- SELECTED PASSAGE -

ST. ROBERT, Mo. (AP) — With a population just shy of 5,000, the town of St. Robert lies just south of the heart of Missouri. It's one of the many rural towns in the state that finds alternatives to health care access through the internet.
Since the early 1990s, the telehealth network has helped connect patients to health care providers from their own homes. Increasing technology has made the service more efficient, with live audio and video sessions enhancing virtual health care.
The Columbia Missourian reported telehealth services rely on internet access to conduct sessions, and Missouri is one of the worst states in terms of broadband access in rural areas.
Jon Moore, a physician's assistant at Mercy Clinic Family Medicine in St. Robert, relocated to the town from Fort Leonard Wood in 1998 and has been practicing dermatology with telehealth services since then. Despite believing dermatology is underserved in the area, Moore said telehealth services are invaluable in a small community like St. Robert. Moore said as broadband access has improved, the health services have improved.
"We had some big problems when we were first choosing the equipment back in the early 2000s," Moore said. "A couple of times, telemedicine degenerated into telephone medicine I ended up describing the lesions over the telephone because we just couldn't get it going. With the evolution of broadband, it's gotten better and better."
As far as who Moore sees, patients utilizing telehealth services do so for a variety of reasons. While many may use it for convenience, others may choose virtual services to reduce the cost of health care.
"If (people) are unemployed, they may not have a car, or if they have a car, they may not be able to afford gas," Moore said.
"I've had patients that were very well insured and were just happy with the convenience of not having to get in a car and drive (to the closest specialist,) and I've had others that were just dirt poor or nursing home patients that just couldn't travel."
Sometimes uninsured or underinsured patients can't afford to consult with a specialist, he said, "so the challenge is there."
Karen Edison is the medical director of the Missouri Telehealth Network. Edison has specialized as a dermatologist for over 20 years and frequently fronts teledermatology sessions with her patients.
"I'm taking care of (patients) through video conference so I see their skin," Edison said. "They send pictures to me ahead of time and I look at all their skin photos and then I go in the room and talk to them over the computer. It's just like it is in person, it's just using technology to bridge distance."
Edison said equipment and technology have become cheaper over the years to operate telehealth services. Today, clinics may only need to use a laptop or desktop computer to communicate with their patients and conduct sessions.
"When we first started doing telemedicine, the local rural clinics had to have some very expensive video conferencing equipment," Edison said. "Today, we use our regular computers. You don't need to have anything special besides broadband access to make that secure and high quality."

- MATERIAL SHOWN -
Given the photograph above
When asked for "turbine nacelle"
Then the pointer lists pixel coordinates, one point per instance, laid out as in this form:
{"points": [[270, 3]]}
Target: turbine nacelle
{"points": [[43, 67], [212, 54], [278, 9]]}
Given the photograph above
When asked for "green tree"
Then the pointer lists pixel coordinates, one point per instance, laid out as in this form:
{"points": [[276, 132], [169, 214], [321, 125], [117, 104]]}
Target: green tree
* * *
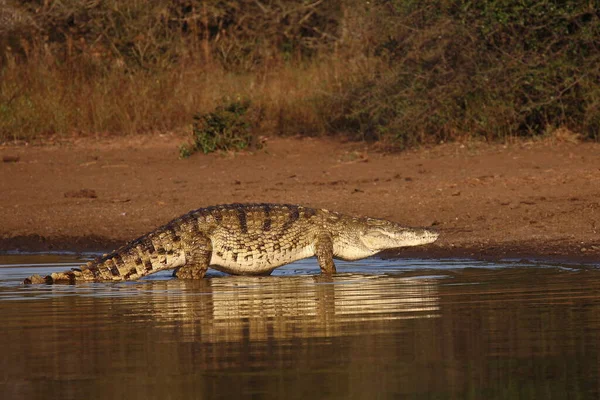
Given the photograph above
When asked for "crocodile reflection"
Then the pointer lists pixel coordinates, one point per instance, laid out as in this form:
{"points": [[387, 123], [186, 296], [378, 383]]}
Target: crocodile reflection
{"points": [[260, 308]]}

- PROBLEM DESCRIPTION -
In the article on rural telehealth, what year did Jon Moore move to St. Robert from Fort Leonard Wood?

- OUTPUT -
1998